··· Stored data
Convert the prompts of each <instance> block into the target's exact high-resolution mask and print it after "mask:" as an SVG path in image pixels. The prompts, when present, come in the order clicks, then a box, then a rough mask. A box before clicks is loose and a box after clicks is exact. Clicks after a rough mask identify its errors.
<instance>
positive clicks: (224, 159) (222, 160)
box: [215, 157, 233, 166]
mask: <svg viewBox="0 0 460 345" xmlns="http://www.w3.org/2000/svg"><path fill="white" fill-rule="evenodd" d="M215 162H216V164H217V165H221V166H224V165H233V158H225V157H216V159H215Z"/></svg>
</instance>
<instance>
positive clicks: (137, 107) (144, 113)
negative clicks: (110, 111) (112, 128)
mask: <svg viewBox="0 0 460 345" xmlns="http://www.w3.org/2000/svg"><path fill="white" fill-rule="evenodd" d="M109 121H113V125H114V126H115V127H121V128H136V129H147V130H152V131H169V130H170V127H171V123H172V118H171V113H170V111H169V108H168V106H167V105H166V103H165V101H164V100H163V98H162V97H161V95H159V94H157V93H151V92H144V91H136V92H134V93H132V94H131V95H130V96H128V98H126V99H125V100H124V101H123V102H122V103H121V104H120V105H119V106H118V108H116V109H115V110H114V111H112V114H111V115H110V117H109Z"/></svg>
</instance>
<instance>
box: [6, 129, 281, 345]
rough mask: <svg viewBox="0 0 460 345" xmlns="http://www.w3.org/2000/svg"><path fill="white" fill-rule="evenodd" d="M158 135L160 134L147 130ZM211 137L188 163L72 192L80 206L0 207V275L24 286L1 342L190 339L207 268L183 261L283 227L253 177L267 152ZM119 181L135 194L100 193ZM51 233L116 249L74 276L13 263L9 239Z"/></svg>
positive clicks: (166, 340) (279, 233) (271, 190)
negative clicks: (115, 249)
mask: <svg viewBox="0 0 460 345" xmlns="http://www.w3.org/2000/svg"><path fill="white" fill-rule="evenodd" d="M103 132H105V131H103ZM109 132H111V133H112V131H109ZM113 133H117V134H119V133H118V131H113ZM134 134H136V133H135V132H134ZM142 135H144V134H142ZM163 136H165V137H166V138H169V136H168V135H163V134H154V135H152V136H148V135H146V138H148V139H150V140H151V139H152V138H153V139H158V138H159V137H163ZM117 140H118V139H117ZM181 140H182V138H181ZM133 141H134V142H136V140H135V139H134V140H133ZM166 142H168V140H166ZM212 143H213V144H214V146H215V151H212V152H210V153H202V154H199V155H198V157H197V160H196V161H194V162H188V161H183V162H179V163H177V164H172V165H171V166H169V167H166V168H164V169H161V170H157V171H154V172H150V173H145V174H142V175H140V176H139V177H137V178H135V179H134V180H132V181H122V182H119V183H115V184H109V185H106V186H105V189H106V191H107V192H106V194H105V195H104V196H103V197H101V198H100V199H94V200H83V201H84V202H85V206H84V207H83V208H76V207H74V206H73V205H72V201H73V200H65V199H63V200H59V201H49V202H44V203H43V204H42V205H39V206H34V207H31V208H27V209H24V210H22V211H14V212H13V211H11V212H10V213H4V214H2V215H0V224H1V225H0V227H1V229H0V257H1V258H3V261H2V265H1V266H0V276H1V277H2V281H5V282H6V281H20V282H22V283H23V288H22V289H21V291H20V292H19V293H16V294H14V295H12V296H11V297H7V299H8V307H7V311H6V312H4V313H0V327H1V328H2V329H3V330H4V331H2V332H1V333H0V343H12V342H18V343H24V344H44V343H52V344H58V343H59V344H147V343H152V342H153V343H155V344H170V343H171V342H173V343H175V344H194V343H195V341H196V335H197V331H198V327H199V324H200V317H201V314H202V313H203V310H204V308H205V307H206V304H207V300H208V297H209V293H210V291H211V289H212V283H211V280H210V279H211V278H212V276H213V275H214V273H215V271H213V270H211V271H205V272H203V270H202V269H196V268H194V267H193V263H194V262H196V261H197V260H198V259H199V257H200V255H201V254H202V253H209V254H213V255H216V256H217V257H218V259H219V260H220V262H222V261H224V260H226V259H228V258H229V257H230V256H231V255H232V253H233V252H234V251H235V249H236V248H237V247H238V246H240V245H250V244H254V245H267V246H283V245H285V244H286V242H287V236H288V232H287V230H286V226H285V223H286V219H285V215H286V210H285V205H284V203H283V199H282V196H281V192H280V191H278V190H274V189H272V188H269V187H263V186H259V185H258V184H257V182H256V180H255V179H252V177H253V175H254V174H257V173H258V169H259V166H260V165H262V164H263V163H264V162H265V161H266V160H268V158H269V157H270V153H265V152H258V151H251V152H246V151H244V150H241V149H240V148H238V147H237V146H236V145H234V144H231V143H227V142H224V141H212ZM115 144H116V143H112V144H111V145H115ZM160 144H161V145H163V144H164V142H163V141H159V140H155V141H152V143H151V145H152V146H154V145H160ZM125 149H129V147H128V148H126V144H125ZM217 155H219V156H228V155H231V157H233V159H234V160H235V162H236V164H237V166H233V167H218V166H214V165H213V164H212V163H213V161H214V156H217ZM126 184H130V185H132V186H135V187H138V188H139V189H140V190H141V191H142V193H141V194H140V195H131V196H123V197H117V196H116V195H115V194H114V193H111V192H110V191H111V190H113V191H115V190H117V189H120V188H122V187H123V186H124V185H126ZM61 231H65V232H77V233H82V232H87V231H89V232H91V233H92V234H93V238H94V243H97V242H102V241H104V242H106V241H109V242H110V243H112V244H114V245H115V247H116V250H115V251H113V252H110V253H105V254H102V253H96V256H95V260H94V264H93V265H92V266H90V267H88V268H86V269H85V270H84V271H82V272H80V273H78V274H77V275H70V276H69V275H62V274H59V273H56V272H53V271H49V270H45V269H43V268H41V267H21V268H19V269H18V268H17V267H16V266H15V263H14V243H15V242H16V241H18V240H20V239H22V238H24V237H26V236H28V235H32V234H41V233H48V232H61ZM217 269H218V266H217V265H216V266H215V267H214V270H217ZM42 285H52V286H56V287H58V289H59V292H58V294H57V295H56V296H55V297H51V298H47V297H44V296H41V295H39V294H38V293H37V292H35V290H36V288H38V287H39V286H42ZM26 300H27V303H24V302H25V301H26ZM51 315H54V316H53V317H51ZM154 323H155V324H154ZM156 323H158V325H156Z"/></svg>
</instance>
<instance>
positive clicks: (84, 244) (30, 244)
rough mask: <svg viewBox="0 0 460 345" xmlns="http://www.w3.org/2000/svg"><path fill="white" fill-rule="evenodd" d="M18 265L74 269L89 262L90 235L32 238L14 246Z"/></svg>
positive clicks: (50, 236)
······
Aim of the exercise: All entries are to be printed once more, exactly as given.

Problem solution:
Convert the prompts of each <instance> block into the target's exact high-resolution mask and print it after "mask:" as an SVG path in image pixels. The prompts, when present, come in the order clicks, then a box, then a rough mask. A box before clicks is loose and a box after clicks is exact. Clicks after a rough mask identify its errors.
<instance>
positive clicks: (224, 159) (222, 160)
box: [215, 157, 233, 166]
mask: <svg viewBox="0 0 460 345" xmlns="http://www.w3.org/2000/svg"><path fill="white" fill-rule="evenodd" d="M215 162H216V164H217V165H221V166H224V165H233V158H225V157H216V159H215Z"/></svg>
</instance>
<instance>
positive clicks: (137, 107) (144, 113)
negative clicks: (110, 111) (112, 128)
mask: <svg viewBox="0 0 460 345" xmlns="http://www.w3.org/2000/svg"><path fill="white" fill-rule="evenodd" d="M109 121H113V125H114V126H115V127H121V128H136V129H147V130H152V131H169V130H170V127H171V123H172V118H171V113H170V111H169V108H168V106H167V105H166V103H165V101H164V100H163V98H162V97H161V95H159V94H157V93H151V92H144V91H136V92H134V93H132V94H131V95H130V96H128V98H126V99H125V100H124V101H123V102H122V103H121V104H120V105H119V106H118V108H116V109H115V110H114V111H112V114H111V115H110V117H109Z"/></svg>
</instance>
<instance>
box: [6, 129, 281, 345]
rough mask: <svg viewBox="0 0 460 345" xmlns="http://www.w3.org/2000/svg"><path fill="white" fill-rule="evenodd" d="M158 135L160 134L147 130ZM211 137L188 163L72 192L80 206L0 207V275L24 286L1 342L190 339L207 268L183 261L283 227L253 177L267 152ZM119 181L135 194L100 193ZM51 233L116 249L74 276L13 263L9 239Z"/></svg>
positive clicks: (166, 340) (279, 233) (271, 190)
negative clicks: (115, 249)
mask: <svg viewBox="0 0 460 345" xmlns="http://www.w3.org/2000/svg"><path fill="white" fill-rule="evenodd" d="M103 132H105V131H103ZM109 132H111V133H112V131H109ZM113 133H117V134H119V133H118V131H113ZM134 134H136V133H135V132H134ZM142 135H144V134H142ZM163 136H165V137H166V138H169V136H168V135H163V134H154V135H152V136H148V135H146V138H148V139H150V140H151V139H152V138H153V139H158V138H159V137H163ZM117 140H118V139H117ZM181 140H182V138H181ZM133 141H134V142H136V140H135V139H134V140H133ZM166 142H168V140H166ZM212 143H213V144H214V146H215V151H212V152H210V153H202V154H199V155H198V157H197V160H196V161H194V162H188V161H183V162H179V163H177V164H172V165H171V166H169V167H166V168H164V169H161V170H157V171H154V172H150V173H145V174H142V175H140V176H139V177H137V178H135V179H134V180H132V181H122V182H119V183H115V184H109V185H106V186H105V189H106V191H107V192H106V194H105V195H104V196H103V197H101V198H100V199H94V200H83V201H84V202H85V206H84V207H83V208H76V207H74V206H73V205H72V201H73V200H65V199H63V200H59V201H49V202H44V203H43V204H42V205H39V206H34V207H31V208H27V209H24V210H22V211H14V212H13V211H11V212H10V213H4V214H2V215H0V224H1V225H0V227H1V229H0V257H1V258H3V261H2V265H1V266H0V276H1V277H2V281H5V282H6V281H20V282H22V283H23V288H22V289H21V291H20V292H19V293H16V294H14V295H12V296H11V297H7V299H8V307H7V311H6V312H4V313H0V327H1V328H2V329H3V330H4V331H2V332H1V333H0V343H12V342H18V343H24V344H44V343H52V344H58V343H59V344H147V343H152V342H153V343H155V344H170V343H171V342H173V343H175V344H194V343H195V341H196V335H197V331H198V327H199V324H200V317H201V314H202V313H203V310H204V308H205V307H206V304H207V300H208V297H209V293H210V291H211V289H212V283H211V280H210V279H211V278H212V276H213V275H214V273H215V271H213V270H211V271H205V272H203V270H202V269H196V268H194V267H193V263H194V262H196V261H197V260H198V259H199V257H200V255H201V254H202V253H209V254H213V255H216V256H217V257H218V259H219V260H220V262H222V261H224V260H226V259H228V258H229V257H230V256H231V255H232V253H233V252H234V251H235V249H236V248H237V247H238V246H240V245H250V244H254V245H267V246H283V245H285V244H286V242H287V236H288V232H287V230H286V226H285V223H286V219H285V215H286V210H285V205H284V203H283V199H282V196H281V192H280V191H278V190H274V189H272V188H269V187H263V186H259V185H258V184H257V182H256V180H255V179H252V177H253V175H254V174H257V173H258V169H259V166H260V165H262V164H263V163H264V162H265V161H266V160H268V158H269V157H270V153H265V152H258V151H251V152H246V151H244V150H241V149H240V148H238V147H237V146H236V145H234V144H231V143H227V142H224V141H212ZM115 144H116V143H112V144H111V145H115ZM160 144H161V145H163V144H164V142H163V141H159V140H155V141H152V143H151V145H152V146H154V145H160ZM125 149H129V147H128V148H126V144H125ZM217 155H219V156H228V155H231V157H233V159H234V160H235V162H236V164H237V166H233V167H218V166H214V165H213V164H212V163H213V161H214V156H217ZM126 184H130V185H132V186H135V187H138V188H139V189H140V190H141V191H142V193H141V194H140V195H131V196H123V197H117V196H116V195H115V194H114V193H111V192H110V191H111V190H113V191H115V190H117V189H120V188H122V187H123V186H124V185H126ZM61 231H65V232H77V233H82V232H87V231H89V232H91V233H92V234H93V238H94V243H97V242H102V241H104V242H106V241H109V242H110V243H112V244H114V245H115V247H116V250H115V251H113V252H110V253H105V254H102V253H96V256H95V260H94V264H93V265H92V266H90V267H88V268H86V269H85V270H84V271H82V272H80V273H78V274H77V275H70V276H69V275H62V274H59V273H56V272H53V271H49V270H45V269H43V268H41V267H21V268H19V269H18V268H17V267H16V266H15V263H14V243H15V242H16V241H18V240H20V239H22V238H24V237H26V236H28V235H32V234H41V233H48V232H61ZM217 269H218V266H217V265H216V266H215V267H214V270H217ZM42 285H52V286H56V287H58V289H59V292H58V294H57V295H56V296H55V297H51V298H47V297H44V296H41V295H39V294H38V293H37V292H35V290H36V288H38V287H39V286H42ZM26 300H27V303H24V302H25V301H26ZM51 315H54V316H53V317H51ZM154 323H155V324H154ZM156 323H158V325H156Z"/></svg>
</instance>
<instance>
positive clicks: (84, 244) (30, 244)
rough mask: <svg viewBox="0 0 460 345" xmlns="http://www.w3.org/2000/svg"><path fill="white" fill-rule="evenodd" d="M18 265L74 269L89 262L90 235L32 238L14 246Z"/></svg>
positive clicks: (50, 236)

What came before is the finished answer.